Turn the lines of the records below into a numbered list, leaving out any blank lines. Begin at the line that contains "of the harvested" and continue through the end of the records.

# Start of SUPPLIED RECORDS

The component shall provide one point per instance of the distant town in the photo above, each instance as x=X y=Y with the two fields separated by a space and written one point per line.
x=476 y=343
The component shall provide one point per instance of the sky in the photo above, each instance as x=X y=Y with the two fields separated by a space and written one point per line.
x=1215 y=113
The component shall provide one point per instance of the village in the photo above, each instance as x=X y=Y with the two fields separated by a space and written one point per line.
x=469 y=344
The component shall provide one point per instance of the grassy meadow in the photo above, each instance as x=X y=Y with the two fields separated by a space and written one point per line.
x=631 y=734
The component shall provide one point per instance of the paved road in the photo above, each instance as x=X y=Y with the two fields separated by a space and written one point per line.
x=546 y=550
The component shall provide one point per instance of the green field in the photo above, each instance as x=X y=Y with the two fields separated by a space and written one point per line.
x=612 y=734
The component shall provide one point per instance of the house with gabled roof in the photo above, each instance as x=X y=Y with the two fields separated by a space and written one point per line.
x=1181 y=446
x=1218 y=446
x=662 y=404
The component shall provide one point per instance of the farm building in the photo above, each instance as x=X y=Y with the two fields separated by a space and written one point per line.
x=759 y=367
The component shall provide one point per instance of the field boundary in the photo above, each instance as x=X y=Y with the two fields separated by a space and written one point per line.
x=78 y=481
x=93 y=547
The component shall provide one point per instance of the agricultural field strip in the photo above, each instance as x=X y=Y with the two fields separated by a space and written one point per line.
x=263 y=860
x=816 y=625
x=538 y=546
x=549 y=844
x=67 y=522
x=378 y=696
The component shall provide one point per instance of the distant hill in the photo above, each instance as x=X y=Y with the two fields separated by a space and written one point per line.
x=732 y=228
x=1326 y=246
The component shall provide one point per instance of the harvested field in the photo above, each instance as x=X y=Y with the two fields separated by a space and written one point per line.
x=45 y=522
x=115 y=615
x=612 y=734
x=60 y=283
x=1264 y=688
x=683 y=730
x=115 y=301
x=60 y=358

# End of SUPPLIED RECORDS

*RESULT:*
1. The component shall provide one point per instance of the harvested field in the photo above, each instance as x=X y=Y with the two fields separated by a space and written one point per line.
2. x=45 y=522
3. x=115 y=615
4. x=612 y=734
5. x=60 y=283
6. x=1264 y=688
7. x=683 y=730
8. x=115 y=301
9. x=60 y=358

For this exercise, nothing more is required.